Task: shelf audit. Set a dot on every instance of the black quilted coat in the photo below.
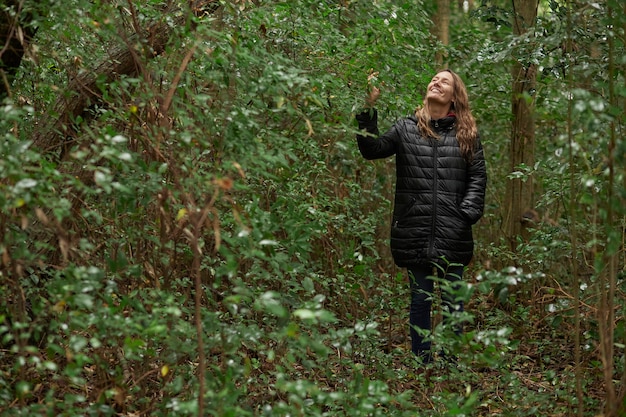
(439, 195)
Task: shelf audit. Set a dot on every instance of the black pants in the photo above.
(422, 279)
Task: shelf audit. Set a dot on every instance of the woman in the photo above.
(440, 192)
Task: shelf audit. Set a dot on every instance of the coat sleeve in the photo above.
(473, 203)
(371, 145)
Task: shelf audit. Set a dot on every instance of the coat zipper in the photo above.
(405, 212)
(431, 243)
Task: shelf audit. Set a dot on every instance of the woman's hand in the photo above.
(373, 91)
(372, 97)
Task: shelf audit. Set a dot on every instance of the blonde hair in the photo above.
(466, 130)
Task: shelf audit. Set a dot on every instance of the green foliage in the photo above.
(210, 206)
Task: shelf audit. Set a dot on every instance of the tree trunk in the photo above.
(441, 28)
(15, 35)
(522, 146)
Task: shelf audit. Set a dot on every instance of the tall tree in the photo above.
(16, 33)
(522, 146)
(441, 27)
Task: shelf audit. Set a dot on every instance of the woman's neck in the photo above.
(438, 111)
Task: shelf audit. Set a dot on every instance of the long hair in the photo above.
(466, 130)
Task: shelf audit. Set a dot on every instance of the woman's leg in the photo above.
(452, 273)
(420, 278)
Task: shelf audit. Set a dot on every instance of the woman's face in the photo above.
(441, 89)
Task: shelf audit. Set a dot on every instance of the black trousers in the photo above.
(422, 280)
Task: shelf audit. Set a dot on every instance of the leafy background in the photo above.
(207, 225)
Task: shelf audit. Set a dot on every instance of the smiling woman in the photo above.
(440, 192)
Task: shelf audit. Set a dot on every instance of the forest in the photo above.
(188, 228)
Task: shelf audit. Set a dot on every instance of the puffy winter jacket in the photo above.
(439, 195)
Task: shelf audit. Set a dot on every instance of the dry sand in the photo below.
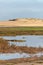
(22, 22)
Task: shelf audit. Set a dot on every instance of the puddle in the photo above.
(8, 56)
(31, 40)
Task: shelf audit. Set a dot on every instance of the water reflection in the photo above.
(31, 40)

Activity: Only the text of the entries belongs in the answer, copied exactly; the pictures stay out.

Written solution:
Task: shelf audit. Set a dot on every instance of the black quilted coat in the photo below.
(439, 195)
Task: shelf audit. Set a dot on every instance of the black pants in the photo above.
(422, 279)
Task: shelf audit. Set a dot on every instance of the woman in the photo above.
(440, 192)
Task: shelf audit. Set a dot on every instance of the coat sleeve in the photo above.
(473, 203)
(371, 145)
Task: shelf audit. Set a dot on every instance of the coat zipper in the photo above.
(405, 212)
(431, 243)
Task: shelf audit. Set a dot on every instance of the woman's hand in the photo above.
(373, 91)
(372, 97)
Task: shelf audit. Set a dot on every instance of the blonde hair in the photo above.
(466, 130)
Task: shelf audit. Set a dot on every instance of the green foliage in the photo above.
(210, 206)
Task: shelf audit. Set a dot on every instance of the tree trunk in the photo above.
(441, 28)
(15, 35)
(522, 146)
Task: shelf audit. Set a dot on every instance of the tall tree in the photo above.
(16, 33)
(522, 146)
(441, 27)
Task: shelf audit. Set a dot on every instance of the woman's neck in the photo above.
(438, 111)
Task: shelf audit. Set a dot on every instance of the long hair in the photo above.
(466, 130)
Task: shelf audit. Set a dot on every instance of the woman's leg in the photo above.
(452, 273)
(420, 278)
Task: shelf audit. Set a dot on every instance of the woman's face in the photo above.
(441, 89)
Task: shelf audit. Set a dot on every instance of the black trousers in the photo above.
(422, 280)
Task: shelf audit. Set a dot on every instance of the leafy background in the photo above.
(207, 225)
Task: shelf audit. Set a dot on every instance of the smiling woman in the photo above.
(440, 192)
Task: shelf audit. Set a dot on every instance of the forest in the photo above.
(188, 228)
Task: shelf audit. Set a dot on every instance of the puffy winter jacket in the photo above.
(439, 195)
Task: shelf audit. Set a dot on every instance of the dry sand in the photo below.
(22, 22)
Task: shelf audit. Set a dot on every instance of the puddle in the photo above.
(8, 56)
(31, 40)
Task: shelf audit. Set a dot on every instance of the water reflection in the photo above.
(31, 40)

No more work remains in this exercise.